══ Trecho para leitura

Regras podem ser mais flexíveis
Os momentos da lazer, que para muitas famílias estão relacionados a atividades externas, como passeios no parque, também vão exigir mais da criatividade dos pais no período. A empresária Graciela Dietze, onde a quarentena impôs mudanças na divisão da guarda dos dois filhos com o ex marido — para evitar deslocamentos, as crianças agora passam mais tempo em cada casa —, ampliou o tempo dedicado aos dois filhos, de quatro e seis anos, na última semana.
Para conciliar as tarefas domésticas e o trabalho com a presença dos pequenos, começou a incluí-los em algumas atividades, como aguar das plantas. Também tem aproveitado a convivência mais intensa para apresentar à dupla filmes e seriados que gostava na infância. Quando eles gostam, os três assistem juntos.

════
══ Linhas armazenadas

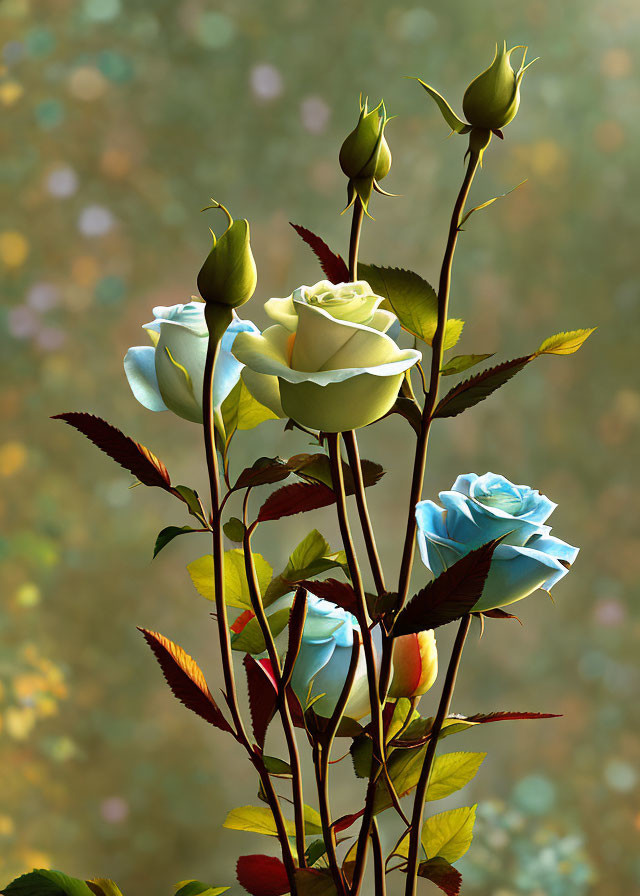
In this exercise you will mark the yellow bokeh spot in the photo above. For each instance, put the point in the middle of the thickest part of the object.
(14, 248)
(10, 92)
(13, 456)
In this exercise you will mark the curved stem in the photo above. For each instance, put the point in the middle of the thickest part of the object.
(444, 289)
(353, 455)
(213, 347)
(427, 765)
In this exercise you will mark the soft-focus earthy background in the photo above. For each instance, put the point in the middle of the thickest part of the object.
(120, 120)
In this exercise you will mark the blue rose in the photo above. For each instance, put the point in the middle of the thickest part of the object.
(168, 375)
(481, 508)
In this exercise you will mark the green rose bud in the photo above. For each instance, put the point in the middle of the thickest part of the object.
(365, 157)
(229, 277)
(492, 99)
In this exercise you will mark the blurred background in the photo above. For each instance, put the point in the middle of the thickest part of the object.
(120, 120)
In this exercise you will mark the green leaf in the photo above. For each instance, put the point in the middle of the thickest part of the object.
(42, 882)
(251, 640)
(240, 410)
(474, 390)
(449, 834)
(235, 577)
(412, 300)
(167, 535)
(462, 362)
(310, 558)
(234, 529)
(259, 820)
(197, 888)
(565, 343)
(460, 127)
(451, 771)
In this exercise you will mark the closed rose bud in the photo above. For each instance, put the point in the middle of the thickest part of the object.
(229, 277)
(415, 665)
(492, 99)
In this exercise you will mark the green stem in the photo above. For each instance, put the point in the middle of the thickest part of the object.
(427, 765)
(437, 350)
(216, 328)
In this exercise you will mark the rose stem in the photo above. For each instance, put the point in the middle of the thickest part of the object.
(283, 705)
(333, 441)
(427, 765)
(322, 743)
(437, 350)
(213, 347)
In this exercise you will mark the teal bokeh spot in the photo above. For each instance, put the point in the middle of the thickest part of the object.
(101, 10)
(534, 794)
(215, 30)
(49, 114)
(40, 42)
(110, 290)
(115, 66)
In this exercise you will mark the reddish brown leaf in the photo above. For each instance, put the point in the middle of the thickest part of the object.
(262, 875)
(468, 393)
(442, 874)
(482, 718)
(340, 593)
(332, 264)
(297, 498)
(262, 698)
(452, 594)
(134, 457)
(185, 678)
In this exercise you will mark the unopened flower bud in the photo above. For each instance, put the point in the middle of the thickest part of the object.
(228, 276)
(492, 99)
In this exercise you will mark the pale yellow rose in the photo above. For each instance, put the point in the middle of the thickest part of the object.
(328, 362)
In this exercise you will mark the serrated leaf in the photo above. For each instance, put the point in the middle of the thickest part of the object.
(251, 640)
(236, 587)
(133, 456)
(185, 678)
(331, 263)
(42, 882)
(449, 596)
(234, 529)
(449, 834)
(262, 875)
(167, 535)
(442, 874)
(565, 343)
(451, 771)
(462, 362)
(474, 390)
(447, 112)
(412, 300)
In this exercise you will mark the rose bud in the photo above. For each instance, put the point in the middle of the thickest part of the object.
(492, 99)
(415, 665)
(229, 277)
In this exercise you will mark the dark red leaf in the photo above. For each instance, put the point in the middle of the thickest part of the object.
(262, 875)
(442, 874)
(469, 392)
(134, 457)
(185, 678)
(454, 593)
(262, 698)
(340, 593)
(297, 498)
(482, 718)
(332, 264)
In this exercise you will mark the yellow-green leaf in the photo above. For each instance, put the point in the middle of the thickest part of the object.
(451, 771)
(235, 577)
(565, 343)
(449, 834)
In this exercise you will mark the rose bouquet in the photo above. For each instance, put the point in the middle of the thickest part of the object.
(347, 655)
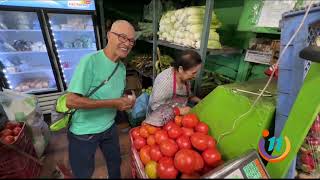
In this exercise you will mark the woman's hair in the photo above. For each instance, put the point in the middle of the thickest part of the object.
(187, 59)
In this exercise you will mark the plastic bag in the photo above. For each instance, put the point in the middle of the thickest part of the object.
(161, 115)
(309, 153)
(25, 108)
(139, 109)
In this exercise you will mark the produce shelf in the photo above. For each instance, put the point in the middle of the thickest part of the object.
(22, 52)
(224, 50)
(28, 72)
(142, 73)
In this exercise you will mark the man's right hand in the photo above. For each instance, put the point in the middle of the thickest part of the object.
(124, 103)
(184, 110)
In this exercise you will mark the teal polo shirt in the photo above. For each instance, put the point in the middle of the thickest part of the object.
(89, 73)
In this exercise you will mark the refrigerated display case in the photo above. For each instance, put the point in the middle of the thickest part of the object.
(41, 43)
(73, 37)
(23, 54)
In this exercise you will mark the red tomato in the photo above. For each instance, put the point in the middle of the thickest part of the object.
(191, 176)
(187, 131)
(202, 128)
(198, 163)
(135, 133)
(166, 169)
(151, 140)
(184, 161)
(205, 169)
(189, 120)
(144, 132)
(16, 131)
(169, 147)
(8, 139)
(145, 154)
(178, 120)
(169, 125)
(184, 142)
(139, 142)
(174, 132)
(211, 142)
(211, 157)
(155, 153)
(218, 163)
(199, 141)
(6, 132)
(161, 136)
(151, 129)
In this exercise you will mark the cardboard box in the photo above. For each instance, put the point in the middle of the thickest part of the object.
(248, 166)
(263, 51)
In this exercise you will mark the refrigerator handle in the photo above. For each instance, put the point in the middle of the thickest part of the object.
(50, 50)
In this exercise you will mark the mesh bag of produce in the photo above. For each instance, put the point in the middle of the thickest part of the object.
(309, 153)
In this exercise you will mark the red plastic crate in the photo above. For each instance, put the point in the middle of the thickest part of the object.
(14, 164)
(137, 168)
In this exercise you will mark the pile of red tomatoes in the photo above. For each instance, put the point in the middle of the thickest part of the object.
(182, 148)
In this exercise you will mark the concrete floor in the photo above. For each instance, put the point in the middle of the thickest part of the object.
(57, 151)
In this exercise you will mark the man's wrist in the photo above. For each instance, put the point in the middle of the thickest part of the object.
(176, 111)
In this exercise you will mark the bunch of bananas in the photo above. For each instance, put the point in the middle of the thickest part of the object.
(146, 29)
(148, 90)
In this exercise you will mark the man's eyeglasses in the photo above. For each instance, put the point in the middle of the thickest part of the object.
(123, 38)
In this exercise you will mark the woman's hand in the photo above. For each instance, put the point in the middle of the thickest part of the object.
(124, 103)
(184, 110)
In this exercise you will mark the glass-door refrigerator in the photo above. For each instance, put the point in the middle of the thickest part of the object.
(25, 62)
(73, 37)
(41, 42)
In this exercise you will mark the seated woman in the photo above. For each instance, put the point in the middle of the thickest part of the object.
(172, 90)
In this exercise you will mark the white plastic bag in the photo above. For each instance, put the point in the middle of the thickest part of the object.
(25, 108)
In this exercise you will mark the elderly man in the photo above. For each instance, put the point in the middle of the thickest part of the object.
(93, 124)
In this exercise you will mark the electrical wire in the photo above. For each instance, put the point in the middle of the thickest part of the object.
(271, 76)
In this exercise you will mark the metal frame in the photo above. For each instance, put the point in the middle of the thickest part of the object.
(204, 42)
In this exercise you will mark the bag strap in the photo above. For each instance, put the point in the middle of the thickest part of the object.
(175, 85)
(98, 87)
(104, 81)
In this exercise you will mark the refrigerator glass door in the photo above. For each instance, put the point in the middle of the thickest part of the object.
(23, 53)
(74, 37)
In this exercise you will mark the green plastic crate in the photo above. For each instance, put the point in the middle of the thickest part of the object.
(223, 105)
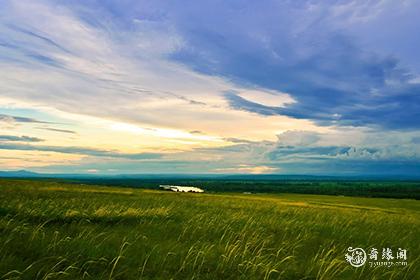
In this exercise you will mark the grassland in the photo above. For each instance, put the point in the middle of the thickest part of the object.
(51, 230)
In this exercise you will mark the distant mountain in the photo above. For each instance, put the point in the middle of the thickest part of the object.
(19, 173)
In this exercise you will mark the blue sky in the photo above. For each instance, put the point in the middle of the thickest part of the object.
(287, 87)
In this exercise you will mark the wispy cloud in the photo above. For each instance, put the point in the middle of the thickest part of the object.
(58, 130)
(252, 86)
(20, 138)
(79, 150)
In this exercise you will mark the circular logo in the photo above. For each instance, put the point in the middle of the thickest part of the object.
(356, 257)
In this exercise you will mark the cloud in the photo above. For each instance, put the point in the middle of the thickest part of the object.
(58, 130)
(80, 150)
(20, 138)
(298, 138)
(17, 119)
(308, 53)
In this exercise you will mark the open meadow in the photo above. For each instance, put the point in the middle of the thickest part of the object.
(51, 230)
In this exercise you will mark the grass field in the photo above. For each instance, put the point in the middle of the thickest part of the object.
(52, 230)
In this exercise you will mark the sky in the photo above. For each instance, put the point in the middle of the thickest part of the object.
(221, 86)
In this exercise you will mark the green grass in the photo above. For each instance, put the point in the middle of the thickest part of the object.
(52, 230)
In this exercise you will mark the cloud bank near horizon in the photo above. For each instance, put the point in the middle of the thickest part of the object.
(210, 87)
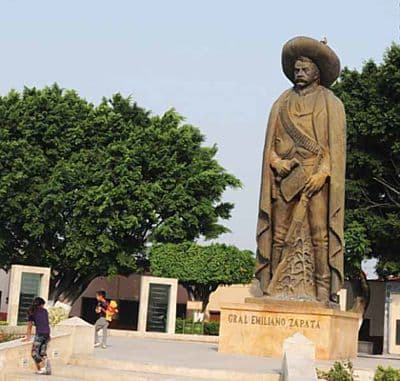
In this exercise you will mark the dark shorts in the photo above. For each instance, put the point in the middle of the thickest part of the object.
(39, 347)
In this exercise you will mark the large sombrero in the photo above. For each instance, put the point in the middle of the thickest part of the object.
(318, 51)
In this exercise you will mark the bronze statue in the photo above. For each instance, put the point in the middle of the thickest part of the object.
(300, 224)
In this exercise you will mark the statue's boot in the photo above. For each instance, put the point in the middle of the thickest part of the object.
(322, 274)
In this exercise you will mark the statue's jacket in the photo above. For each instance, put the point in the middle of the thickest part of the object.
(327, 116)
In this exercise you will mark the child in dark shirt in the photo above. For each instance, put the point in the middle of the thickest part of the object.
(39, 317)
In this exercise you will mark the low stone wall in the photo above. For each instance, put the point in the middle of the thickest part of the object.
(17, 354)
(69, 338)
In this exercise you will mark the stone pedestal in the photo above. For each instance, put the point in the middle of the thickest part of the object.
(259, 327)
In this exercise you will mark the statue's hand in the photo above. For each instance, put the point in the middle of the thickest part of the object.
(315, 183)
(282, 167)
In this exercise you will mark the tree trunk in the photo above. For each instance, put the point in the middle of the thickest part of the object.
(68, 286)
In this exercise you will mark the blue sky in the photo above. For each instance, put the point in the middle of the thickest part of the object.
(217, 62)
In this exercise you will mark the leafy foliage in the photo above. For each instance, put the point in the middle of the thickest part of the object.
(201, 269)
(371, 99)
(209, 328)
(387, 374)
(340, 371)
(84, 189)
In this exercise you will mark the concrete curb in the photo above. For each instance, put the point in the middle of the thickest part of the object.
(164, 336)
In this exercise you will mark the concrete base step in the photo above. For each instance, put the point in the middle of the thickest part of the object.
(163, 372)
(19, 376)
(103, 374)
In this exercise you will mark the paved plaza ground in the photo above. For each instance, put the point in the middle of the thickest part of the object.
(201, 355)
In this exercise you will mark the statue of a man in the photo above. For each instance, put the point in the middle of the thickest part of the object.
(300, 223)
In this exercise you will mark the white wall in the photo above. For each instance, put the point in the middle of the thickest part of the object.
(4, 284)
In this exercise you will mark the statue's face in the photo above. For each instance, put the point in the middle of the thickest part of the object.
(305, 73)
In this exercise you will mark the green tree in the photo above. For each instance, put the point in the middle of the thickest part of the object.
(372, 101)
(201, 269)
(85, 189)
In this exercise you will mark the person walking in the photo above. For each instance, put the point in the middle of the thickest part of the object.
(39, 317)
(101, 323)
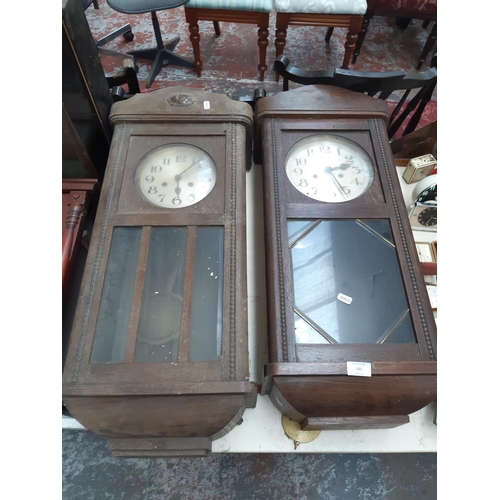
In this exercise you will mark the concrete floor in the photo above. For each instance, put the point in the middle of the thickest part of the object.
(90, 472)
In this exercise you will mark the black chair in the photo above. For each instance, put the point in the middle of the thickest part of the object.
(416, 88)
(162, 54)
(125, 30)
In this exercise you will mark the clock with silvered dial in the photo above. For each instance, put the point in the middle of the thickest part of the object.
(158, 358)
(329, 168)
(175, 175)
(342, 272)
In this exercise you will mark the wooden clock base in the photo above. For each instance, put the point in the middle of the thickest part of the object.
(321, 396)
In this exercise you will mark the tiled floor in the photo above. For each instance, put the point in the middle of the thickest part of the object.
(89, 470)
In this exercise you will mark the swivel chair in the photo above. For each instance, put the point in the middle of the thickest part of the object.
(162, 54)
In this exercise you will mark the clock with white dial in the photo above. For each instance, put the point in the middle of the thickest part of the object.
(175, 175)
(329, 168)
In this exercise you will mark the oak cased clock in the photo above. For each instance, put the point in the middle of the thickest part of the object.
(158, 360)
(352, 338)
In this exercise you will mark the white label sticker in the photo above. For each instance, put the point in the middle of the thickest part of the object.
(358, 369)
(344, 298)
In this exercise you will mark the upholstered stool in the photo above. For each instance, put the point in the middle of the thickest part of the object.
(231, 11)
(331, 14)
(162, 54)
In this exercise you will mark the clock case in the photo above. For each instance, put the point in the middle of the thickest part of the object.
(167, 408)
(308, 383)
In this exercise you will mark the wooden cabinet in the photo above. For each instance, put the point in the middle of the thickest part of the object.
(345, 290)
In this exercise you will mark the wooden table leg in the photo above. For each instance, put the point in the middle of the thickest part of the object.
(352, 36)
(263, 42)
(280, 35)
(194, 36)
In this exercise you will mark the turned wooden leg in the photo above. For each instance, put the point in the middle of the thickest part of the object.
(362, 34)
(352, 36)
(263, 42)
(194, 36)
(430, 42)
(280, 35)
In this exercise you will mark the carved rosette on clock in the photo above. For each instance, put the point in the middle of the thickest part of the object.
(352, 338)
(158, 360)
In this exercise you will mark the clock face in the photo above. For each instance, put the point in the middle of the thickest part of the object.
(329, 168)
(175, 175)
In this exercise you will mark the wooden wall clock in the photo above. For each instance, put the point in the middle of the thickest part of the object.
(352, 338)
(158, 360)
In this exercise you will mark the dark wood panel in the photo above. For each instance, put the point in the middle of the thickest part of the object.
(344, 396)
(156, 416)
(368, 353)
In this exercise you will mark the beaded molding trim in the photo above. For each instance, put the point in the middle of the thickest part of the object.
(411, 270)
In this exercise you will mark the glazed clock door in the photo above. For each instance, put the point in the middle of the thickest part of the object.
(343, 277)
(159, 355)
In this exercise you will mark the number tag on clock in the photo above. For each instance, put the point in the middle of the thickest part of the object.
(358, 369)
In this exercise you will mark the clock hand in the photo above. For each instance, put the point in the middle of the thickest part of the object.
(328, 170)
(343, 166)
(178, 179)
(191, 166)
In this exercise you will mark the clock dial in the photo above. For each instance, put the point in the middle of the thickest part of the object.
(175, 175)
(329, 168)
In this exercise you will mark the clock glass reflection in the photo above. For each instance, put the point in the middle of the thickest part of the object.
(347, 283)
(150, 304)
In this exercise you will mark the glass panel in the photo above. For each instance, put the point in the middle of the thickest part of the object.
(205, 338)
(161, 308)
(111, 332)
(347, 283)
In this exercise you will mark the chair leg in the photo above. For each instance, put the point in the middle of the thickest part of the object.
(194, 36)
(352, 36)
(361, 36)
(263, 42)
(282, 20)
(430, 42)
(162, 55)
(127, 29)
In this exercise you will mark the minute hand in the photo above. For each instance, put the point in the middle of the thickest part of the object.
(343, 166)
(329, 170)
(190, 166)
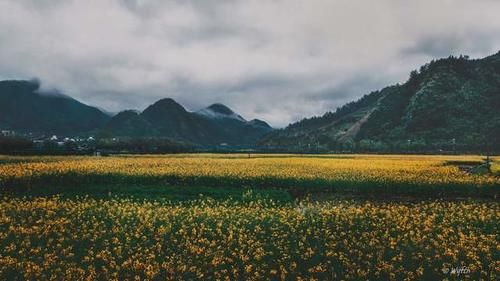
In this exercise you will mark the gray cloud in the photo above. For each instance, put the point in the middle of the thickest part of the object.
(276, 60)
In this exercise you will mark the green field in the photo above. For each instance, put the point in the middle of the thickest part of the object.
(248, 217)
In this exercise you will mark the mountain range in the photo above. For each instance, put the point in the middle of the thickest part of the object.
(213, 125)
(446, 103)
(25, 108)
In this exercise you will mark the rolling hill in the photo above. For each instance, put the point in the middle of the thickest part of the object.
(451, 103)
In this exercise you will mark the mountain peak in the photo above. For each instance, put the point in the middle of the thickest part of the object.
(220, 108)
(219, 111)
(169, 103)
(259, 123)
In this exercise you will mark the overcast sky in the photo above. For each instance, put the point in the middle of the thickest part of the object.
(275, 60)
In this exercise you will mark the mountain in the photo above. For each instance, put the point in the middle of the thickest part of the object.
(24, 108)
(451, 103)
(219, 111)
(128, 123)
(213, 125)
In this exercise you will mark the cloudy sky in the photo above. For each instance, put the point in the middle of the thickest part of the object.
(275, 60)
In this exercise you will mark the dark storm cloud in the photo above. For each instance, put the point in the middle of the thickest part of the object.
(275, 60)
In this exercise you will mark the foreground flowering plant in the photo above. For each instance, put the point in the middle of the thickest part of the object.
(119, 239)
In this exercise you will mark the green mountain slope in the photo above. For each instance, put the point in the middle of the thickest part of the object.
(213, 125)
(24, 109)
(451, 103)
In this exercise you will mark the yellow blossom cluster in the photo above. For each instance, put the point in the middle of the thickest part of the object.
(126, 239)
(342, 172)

════

Tarefas propostas:
1. Com base no trecho sobre o lazer das crianças na quarentena, responda:
(a) Quantos anos têm os filhos de Graciela Dietze?
(b) Em qual atividade doméstica ela começou a incluir os filhos?
(c) O que ela tem apresentado aos filhos durante a convivência mais intensa?
2. Transforme em lista o parágrafo do trecho sobre o lazer das crianças na quarentena que começa com "Para conciliar as tarefas domésticas", mantendo os fatos principais.

Respostas por tarefa:
1.
(a) Quatro e seis anos.
(b) Aguar as plantas.
(c) Filmes e seriados de que gostava na infância.

2.
- Para conciliar as tarefas domésticas e o trabalho com a presença dos filhos, Graciela passou a incluí-los em algumas atividades, como aguar as plantas.
- Ela aproveita a convivência mais intensa para mostrar aos filhos filmes e seriados de que gostava na infância.
- Quando os filhos gostam, os três assistem juntos.